[START OF Extracted text]

The city is situated about one hundred and fifty-five miles northeast of Minneapolis and St. Paul, and about one hundred and fifty miles southwest of the Canadian border. The dominant subculture in Duluth, as in all of Minnesota at the time, was Scandinavian.

Superior Street, the main artery, follows the line of the lake and holds most of the major downtown businesses—hotels, clothiers, banks, and restaurants. Downtown Superior Street covers about nine blocks from Fifth Avenue West to Third Avenue East and is situated about three blocks from the lake.

Duluth begins in the weedy, barren shambles that is Gary, a neighborhood initially populated by many of the city’s blacks, most of whom had come from southern states in search of employment. A few blacks were native to the area of northern Minnesota, their ancestors having been with early logging and trapping concerns. And by 1920, perhaps three hundred of the city’s five hundred black residents lived in Gary.

[END OF Extracted text]

**Stated task 1:** Please retype the passage on Duluth from "The city is" to "time, was Scandinavian.".
**Stated task 2:** Translate this sentence from the passage on Duluth into Spanish: "Superior Street, the main artery, follows the line of the lake and holds most of the major downtown businesses—hotels, clothiers, banks, and restaurants."

[START OF Information supplied]

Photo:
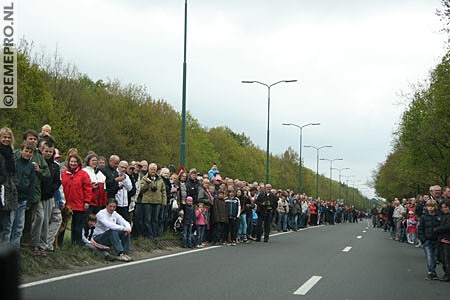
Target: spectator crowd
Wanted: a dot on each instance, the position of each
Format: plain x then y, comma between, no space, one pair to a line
424,222
109,201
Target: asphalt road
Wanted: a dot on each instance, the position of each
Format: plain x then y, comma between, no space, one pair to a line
309,264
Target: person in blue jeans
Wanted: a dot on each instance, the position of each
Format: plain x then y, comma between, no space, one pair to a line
113,230
283,211
26,178
429,221
189,222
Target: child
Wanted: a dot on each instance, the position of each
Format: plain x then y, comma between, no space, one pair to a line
201,224
178,225
443,232
233,209
87,233
411,231
189,221
428,237
220,218
254,221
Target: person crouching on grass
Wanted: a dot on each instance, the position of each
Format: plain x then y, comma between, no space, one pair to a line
113,230
428,237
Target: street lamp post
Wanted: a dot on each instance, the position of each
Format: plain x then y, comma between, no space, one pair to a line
340,170
346,197
268,118
300,152
317,167
354,187
331,174
183,103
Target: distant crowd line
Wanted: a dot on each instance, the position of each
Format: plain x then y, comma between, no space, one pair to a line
424,222
107,201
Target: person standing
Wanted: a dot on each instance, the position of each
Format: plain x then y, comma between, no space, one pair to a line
283,211
34,213
154,197
78,192
26,178
213,172
429,221
266,203
113,230
49,187
8,183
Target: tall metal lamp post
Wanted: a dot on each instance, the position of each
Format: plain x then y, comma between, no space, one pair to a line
300,151
317,167
268,118
331,174
340,170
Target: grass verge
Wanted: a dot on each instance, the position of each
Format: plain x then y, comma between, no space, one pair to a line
71,257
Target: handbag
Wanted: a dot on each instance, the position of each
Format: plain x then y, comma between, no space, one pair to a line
174,203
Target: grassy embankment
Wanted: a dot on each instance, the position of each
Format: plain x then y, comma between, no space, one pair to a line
70,257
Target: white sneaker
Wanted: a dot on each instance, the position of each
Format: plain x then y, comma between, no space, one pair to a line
123,257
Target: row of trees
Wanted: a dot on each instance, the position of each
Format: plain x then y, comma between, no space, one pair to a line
421,152
125,120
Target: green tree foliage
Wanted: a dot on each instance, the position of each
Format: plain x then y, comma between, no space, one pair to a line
421,155
110,118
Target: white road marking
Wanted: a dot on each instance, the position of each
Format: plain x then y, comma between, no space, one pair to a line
304,289
49,280
26,285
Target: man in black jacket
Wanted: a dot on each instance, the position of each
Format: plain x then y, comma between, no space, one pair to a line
48,188
266,203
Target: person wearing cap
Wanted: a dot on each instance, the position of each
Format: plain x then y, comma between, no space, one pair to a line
154,197
220,219
133,172
99,195
49,186
435,193
213,171
113,178
266,205
125,186
283,211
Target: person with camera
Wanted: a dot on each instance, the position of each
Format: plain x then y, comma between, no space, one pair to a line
99,196
154,197
266,204
112,176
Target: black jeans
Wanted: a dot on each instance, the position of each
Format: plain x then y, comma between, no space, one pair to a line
78,221
265,218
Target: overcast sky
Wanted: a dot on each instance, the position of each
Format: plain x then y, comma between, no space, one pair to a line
352,60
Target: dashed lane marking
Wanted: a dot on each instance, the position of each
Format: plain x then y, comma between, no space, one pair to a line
309,284
49,280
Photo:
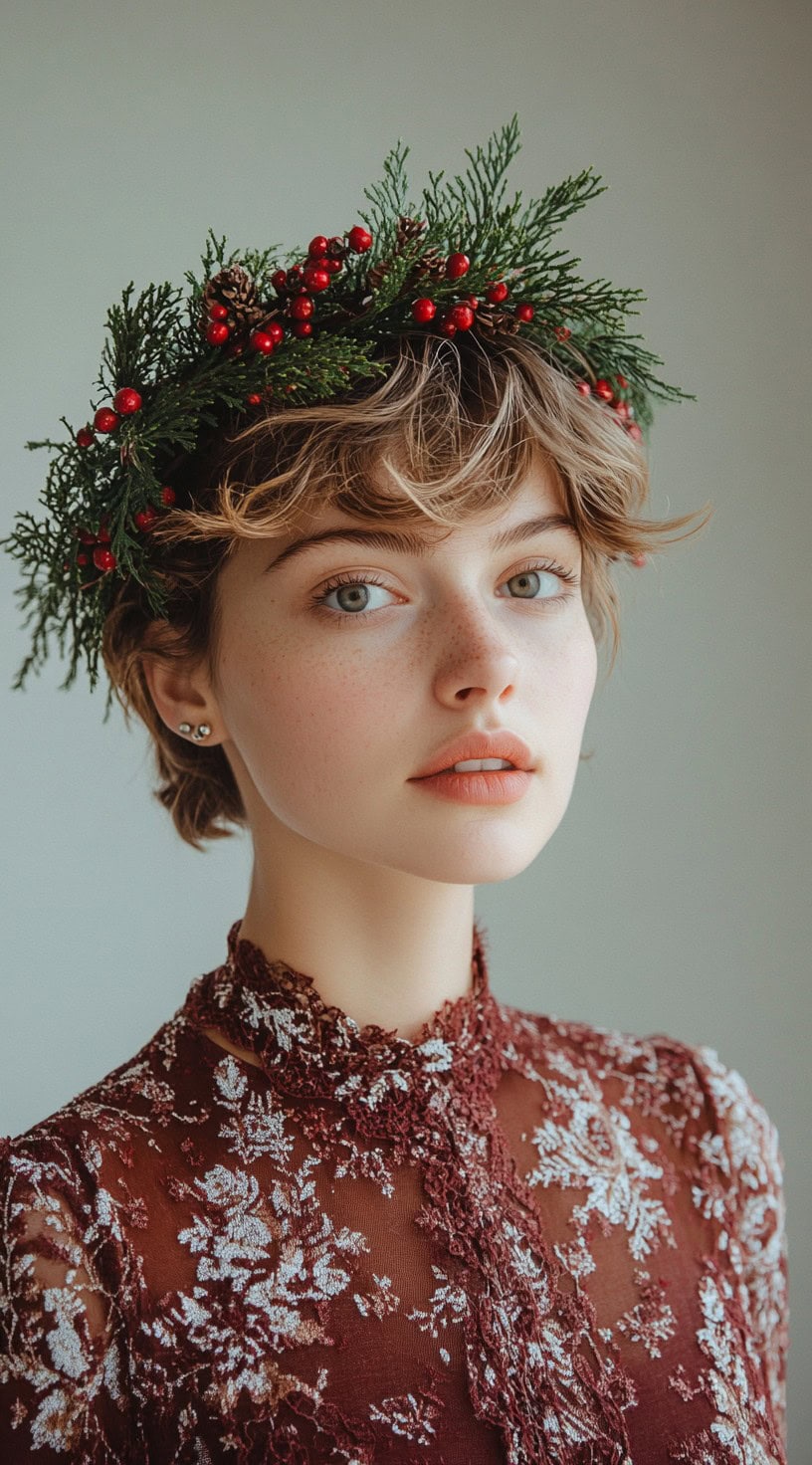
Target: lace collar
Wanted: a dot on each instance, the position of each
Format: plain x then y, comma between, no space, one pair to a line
310,1049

[END OF Information supplied]

**Correct result 1:**
The city is situated about one hundred and fifty-five miles northeast of Minneapolis and St. Paul, and about one hundred and fifty miles southwest of the Canadian border. The dominant subculture in Duluth, as in all of Minnesota at the time, was Scandinavian.

**Correct result 2:** Superior Street, la arteria principal, sigue la línea del lago y alberga la mayoría de los principales negocios del centro: hoteles, tiendas de ropa, bancos y restaurantes.